» GIVEN PASSAGE
-*-

A sauce rooted in family, not trends
Martone Street isn’t a celebrity cash grab or a trendy pantry product designed for social media. For Conant, it’s the culmination of food memories that began long before Michelin stars or television sets—on a quiet street in Connecticut where his grandparents settled after immigrating from Southern Italy.
“When I taste the sauces, it’s less about the flavors themselves,” he said. “It’s about sitting at the table, connecting with family. Watching my grandfather get excited because he was about to eat pasta—or ‘macaron,’ as he called it.”
Those memories—Sunday meals, shared curiosity about food, the ritual of cooking together—are what Conant wanted to translate into a jar. Not nostalgia for nostalgia’s sake, but a way for other families to create those moments at home.
“There’s never a wrong moment to push yourself outside your comfort zone,” he said. “I’m inherently entrepreneurial, and this felt like the right time to do something different.”
The process wasn’t fast. Martone Street took more than three years to develop, with Conant insisting the product reflect exactly how he cooks at home.
“What I would cook for you in my house or my restaurants should be what’s in the jar,” he said. “No citric acid. No added sugar. No seed oils. Non-GMO ingredients. Just great tomatoes, good olive oil, and a straightforward ingredient list.”
The result is four sauces—Signature Pomodoro, Arrabbiata, Campagna Marinara, and Mediterranean Style—designed to stand on their own or act as a flexible base for home cooks.

Why Sprouts made sense
While Martone Street is launching nationally, Conant says choosing Sprouts Farmers Market as its first retail partner felt natural—especially given the company’s Scottsdale headquarters.
“Being able to sit with the team here and talk about what Martone Street represents made it feel right,” he said. “There’s a dynamic energy behind what Sprouts is doing that aligns with what we’re building.”
For Conant, the partnership wasn’t about chasing the biggest shelf footprint possible, but about shared values around ingredient quality and growth.
“Sprouts is a growing company, and Martone Street is new,” he said. “That alignment matters.”

Cooking at home—with no special orders
Despite his professional pedigree, Conant doesn’t run a restaurant-style kitchen at home—especially with two daughters who, like many kids, can be picky eaters.
“I don’t give them options,” he said flatly. “This is what’s for dinner. If you don’t want to eat it, I don’t know what to tell you.”

-*-

» PROBLEM A
Please update the Martone Street passage, beginning at "For Conant, the" and stopping after "be picky eaters.", with "daughters" changed to "sons".
» PROBLEM B
Name every sauce the Martone Street passage lists as part of the product line.

-*-

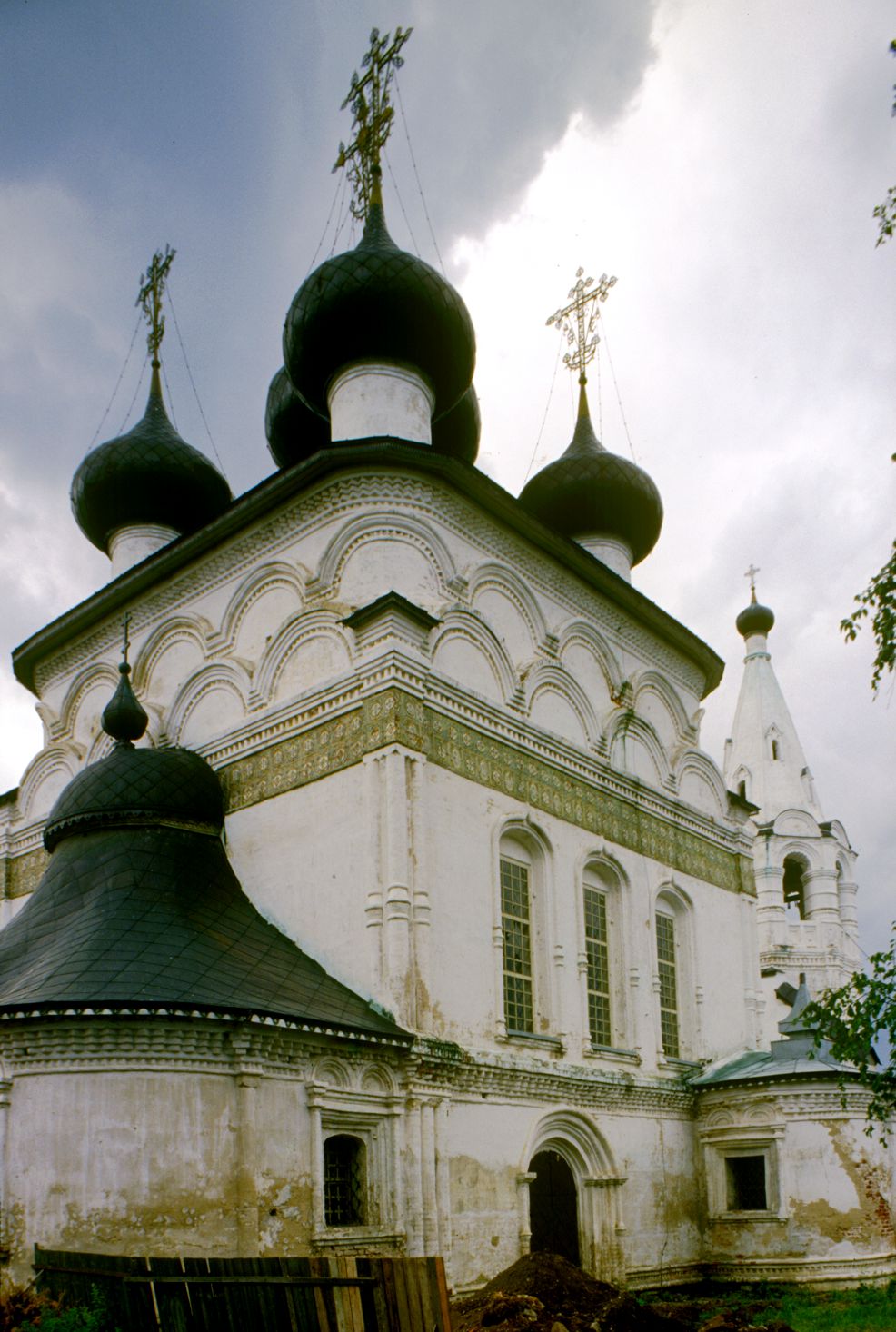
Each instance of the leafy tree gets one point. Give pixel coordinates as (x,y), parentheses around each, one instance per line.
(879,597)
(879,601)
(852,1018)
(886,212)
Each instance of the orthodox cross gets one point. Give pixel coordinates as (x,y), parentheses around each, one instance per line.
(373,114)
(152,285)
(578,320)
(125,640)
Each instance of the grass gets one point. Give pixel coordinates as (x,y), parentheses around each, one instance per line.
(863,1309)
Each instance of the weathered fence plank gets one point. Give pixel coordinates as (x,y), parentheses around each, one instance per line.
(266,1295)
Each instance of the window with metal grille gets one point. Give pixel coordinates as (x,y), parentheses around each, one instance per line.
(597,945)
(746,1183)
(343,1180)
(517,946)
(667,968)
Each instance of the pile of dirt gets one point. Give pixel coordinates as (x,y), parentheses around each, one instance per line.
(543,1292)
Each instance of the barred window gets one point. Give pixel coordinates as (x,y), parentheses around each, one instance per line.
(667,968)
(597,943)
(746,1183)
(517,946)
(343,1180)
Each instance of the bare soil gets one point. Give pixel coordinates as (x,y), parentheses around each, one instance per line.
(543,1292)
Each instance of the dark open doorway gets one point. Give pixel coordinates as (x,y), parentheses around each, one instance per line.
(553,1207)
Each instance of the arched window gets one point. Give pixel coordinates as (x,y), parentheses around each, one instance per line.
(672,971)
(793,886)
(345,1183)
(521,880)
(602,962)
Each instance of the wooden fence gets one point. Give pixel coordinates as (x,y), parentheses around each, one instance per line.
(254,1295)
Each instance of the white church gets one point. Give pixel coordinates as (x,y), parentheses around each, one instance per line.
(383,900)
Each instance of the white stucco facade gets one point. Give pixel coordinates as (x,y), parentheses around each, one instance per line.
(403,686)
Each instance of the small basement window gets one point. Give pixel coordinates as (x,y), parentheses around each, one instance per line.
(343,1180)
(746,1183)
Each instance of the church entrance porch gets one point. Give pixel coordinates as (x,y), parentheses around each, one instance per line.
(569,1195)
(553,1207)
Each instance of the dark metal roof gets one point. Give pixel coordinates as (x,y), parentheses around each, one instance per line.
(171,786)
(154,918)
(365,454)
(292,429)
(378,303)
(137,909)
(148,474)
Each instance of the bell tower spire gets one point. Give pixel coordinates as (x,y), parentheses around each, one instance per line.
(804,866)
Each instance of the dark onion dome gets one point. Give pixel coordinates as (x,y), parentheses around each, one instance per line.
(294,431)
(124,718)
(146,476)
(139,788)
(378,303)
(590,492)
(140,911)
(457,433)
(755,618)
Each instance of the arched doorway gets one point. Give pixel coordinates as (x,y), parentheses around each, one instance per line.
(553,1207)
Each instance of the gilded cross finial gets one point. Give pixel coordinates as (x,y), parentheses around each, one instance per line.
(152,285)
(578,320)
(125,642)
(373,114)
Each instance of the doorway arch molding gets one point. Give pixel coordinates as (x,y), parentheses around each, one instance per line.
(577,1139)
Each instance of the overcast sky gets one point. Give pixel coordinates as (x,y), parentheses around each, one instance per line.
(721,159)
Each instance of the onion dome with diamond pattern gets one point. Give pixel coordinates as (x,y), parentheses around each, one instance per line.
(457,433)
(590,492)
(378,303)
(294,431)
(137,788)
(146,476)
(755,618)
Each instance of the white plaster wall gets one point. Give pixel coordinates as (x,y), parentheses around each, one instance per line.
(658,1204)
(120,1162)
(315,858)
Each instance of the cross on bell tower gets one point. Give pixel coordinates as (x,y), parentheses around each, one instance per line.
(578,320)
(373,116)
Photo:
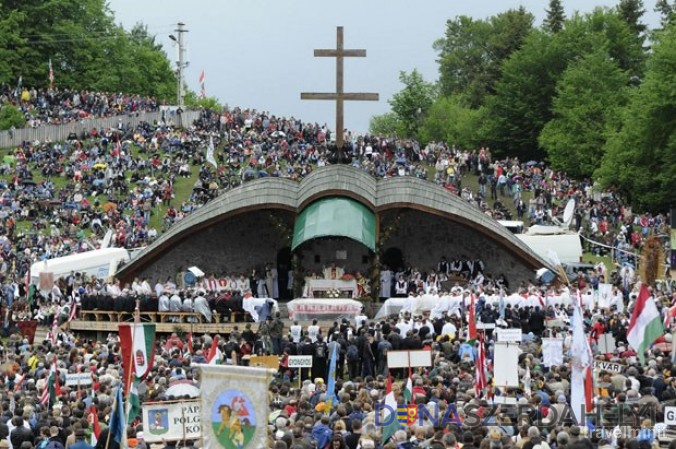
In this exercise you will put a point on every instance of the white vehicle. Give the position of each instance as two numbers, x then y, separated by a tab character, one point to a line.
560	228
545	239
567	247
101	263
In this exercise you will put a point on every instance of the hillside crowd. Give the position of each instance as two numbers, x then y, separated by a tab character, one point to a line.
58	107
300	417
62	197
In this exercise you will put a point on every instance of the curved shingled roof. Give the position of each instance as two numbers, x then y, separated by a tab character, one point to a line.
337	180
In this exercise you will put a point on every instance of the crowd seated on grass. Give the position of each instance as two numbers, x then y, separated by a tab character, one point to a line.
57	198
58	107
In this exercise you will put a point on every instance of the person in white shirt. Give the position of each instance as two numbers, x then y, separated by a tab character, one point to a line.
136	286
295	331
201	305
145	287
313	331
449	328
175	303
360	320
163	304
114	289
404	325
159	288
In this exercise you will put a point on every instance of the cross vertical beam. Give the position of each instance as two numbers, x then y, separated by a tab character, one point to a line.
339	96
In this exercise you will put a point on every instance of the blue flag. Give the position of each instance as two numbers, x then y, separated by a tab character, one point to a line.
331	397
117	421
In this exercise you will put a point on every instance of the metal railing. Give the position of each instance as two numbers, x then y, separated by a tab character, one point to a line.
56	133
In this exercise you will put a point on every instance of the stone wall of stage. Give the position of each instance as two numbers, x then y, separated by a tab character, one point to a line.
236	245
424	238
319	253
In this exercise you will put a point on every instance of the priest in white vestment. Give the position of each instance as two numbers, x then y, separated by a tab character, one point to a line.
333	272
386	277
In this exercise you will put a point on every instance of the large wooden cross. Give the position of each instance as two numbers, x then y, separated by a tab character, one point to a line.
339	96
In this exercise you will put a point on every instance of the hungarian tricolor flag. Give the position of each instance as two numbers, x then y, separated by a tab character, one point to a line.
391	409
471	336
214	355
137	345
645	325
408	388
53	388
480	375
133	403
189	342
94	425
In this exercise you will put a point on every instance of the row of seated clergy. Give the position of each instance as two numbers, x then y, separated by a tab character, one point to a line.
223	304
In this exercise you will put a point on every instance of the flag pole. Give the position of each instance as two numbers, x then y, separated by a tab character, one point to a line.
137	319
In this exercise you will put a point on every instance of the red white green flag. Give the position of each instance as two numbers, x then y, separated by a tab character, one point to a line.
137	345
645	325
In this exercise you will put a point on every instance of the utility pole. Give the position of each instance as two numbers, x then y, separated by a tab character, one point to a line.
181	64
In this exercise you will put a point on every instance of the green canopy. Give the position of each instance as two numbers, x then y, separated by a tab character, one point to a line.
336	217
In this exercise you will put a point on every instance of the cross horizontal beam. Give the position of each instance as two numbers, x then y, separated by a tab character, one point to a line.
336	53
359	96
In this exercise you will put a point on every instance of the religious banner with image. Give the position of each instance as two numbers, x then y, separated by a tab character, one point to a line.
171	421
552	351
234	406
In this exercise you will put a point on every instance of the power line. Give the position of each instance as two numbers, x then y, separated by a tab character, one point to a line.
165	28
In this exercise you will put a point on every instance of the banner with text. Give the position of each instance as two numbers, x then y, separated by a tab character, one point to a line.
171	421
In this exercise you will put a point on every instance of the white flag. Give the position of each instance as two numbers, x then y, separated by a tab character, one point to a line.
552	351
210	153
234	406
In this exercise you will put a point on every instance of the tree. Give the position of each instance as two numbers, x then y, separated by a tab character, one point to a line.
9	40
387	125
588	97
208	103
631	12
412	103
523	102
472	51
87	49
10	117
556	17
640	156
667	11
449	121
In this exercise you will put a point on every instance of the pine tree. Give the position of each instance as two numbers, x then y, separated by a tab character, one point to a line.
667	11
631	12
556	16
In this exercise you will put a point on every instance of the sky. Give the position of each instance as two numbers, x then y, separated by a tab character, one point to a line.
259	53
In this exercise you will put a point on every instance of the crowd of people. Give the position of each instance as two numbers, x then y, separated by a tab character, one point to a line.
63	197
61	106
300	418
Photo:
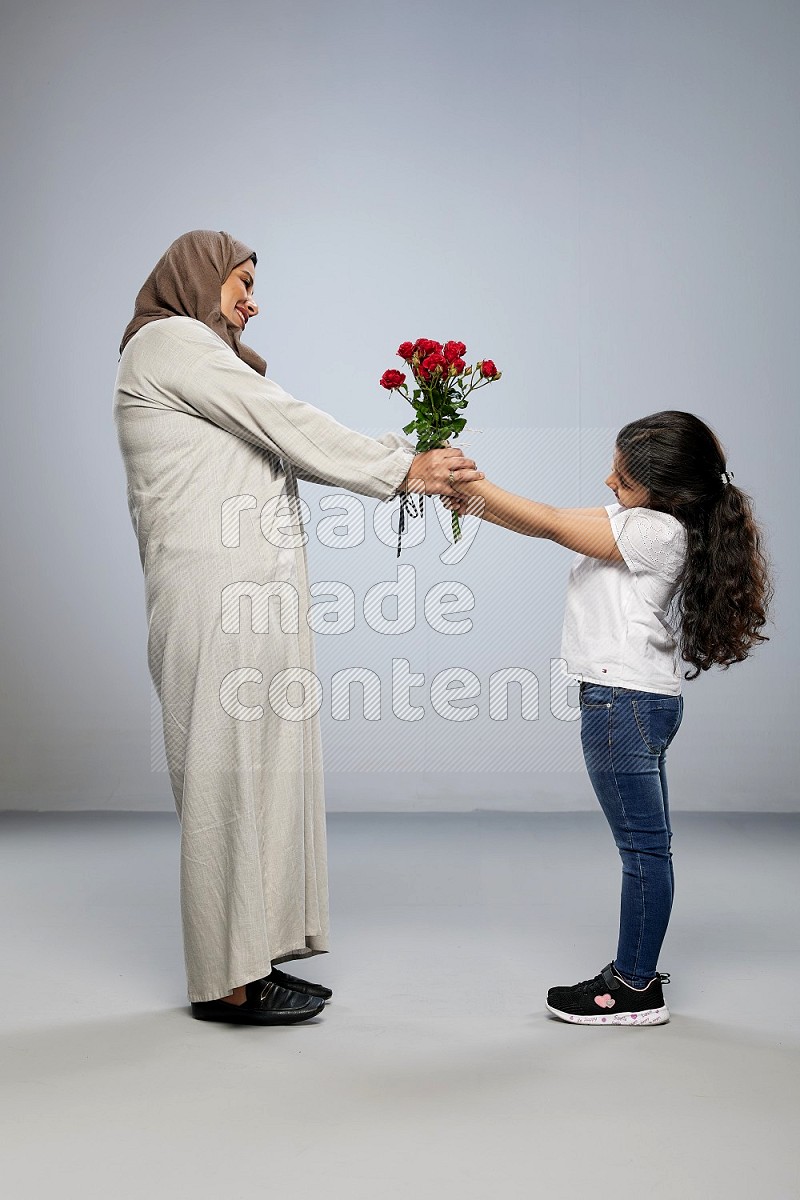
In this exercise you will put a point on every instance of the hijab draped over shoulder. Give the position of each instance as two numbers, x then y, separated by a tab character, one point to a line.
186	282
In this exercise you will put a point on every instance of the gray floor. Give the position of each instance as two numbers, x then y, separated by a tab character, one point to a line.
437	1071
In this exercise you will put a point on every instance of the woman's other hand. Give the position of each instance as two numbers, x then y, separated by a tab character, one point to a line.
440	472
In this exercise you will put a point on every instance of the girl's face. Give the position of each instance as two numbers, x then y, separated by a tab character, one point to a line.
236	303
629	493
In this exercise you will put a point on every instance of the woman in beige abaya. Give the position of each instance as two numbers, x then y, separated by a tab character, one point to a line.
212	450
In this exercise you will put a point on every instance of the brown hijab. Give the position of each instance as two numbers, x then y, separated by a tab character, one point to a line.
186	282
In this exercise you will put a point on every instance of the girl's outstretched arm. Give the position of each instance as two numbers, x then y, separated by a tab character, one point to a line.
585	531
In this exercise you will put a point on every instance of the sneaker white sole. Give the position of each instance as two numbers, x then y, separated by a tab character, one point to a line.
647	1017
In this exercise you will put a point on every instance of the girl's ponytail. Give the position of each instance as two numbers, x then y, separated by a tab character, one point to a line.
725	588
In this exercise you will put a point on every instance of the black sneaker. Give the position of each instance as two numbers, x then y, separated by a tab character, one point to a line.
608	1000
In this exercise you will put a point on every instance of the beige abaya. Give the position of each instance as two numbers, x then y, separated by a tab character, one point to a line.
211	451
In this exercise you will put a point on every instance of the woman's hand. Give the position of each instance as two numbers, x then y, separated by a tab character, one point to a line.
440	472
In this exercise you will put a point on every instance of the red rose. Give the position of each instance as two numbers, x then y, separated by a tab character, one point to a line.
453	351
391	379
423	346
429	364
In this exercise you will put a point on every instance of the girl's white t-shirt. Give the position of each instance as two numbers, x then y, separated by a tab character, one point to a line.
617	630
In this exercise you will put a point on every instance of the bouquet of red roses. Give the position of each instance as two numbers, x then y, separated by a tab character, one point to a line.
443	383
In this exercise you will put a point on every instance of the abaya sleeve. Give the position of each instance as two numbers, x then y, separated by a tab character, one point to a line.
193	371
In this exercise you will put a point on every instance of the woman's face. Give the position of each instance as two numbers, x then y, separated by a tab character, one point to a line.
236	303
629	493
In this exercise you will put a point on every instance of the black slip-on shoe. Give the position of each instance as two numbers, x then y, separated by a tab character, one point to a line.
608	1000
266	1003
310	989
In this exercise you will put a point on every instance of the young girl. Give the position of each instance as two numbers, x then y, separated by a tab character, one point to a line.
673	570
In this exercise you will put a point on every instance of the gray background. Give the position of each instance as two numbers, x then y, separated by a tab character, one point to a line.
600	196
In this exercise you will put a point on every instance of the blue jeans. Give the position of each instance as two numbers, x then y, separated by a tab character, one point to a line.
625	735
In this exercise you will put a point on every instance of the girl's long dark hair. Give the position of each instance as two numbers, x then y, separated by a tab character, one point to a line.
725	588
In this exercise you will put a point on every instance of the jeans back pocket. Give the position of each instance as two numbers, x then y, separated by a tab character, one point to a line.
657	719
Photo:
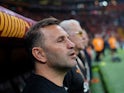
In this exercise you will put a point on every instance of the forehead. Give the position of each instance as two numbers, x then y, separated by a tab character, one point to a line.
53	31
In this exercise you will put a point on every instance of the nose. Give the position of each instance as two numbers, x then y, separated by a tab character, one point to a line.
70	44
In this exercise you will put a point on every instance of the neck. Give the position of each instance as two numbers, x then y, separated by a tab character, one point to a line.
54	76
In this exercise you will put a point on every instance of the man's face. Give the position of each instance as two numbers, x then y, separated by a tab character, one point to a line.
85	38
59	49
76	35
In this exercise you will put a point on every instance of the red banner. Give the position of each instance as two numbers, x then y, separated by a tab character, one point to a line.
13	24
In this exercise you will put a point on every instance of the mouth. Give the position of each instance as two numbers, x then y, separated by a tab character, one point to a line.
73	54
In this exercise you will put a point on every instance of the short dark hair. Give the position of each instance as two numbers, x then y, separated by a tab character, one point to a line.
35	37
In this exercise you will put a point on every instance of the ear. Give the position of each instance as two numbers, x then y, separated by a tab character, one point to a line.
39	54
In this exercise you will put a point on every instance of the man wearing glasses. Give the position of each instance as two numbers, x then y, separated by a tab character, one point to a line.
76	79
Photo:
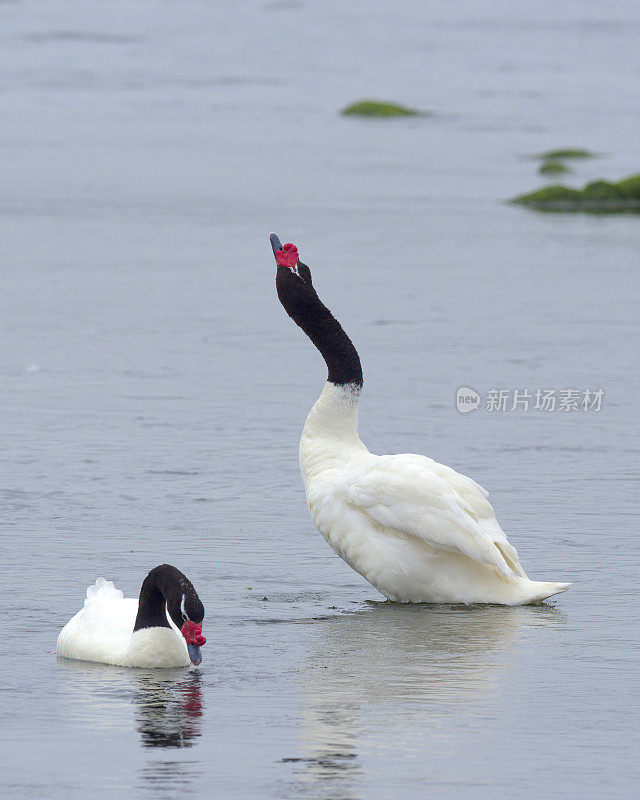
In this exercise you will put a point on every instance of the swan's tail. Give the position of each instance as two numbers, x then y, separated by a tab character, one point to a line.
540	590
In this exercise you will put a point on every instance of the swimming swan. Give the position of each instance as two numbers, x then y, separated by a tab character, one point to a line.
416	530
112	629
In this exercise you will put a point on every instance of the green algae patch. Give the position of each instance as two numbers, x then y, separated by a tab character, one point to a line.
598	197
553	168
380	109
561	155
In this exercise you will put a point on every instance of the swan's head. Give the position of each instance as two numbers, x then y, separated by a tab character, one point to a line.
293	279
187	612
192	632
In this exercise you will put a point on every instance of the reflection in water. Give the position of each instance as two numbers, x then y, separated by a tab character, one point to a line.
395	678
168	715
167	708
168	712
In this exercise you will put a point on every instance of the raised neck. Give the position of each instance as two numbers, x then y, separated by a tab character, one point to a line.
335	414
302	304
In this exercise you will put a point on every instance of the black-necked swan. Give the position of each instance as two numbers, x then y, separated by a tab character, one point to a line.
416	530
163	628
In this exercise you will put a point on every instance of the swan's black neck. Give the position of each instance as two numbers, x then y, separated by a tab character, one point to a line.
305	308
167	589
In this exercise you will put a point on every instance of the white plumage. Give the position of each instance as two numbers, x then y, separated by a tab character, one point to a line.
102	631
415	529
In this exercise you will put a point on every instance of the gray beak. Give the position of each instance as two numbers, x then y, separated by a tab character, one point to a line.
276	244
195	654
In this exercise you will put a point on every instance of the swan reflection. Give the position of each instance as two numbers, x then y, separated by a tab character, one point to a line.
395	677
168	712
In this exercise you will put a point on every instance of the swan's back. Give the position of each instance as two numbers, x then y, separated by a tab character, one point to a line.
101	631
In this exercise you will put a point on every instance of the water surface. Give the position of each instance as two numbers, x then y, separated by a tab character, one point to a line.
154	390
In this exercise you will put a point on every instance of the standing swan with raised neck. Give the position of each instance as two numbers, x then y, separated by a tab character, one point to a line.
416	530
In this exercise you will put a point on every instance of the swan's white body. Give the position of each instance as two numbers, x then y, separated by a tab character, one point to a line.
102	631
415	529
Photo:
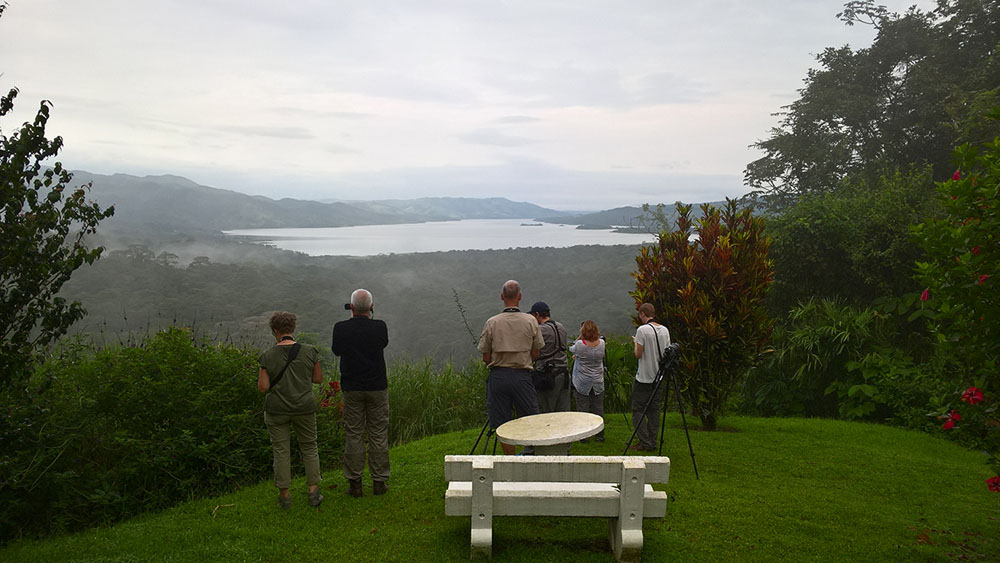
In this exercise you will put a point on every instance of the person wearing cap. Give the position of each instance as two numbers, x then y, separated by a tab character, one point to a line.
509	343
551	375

-*-

» RESPONSE A
For Conant, the partnership wasn’t about chasing the biggest shelf footprint possible, but about shared values around ingredient quality and growth.
“Sprouts is a growing company, and Martone Street is new,” he said. “That alignment matters.”

Cooking at home—with no special orders
Despite his professional pedigree, Conant doesn’t run a restaurant-style kitchen at home—especially with two sons who, like many kids, can be picky eaters.

» RESPONSE B
Signature Pomodoro, Arrabbiata, Campagna Marinara, Mediterranean Style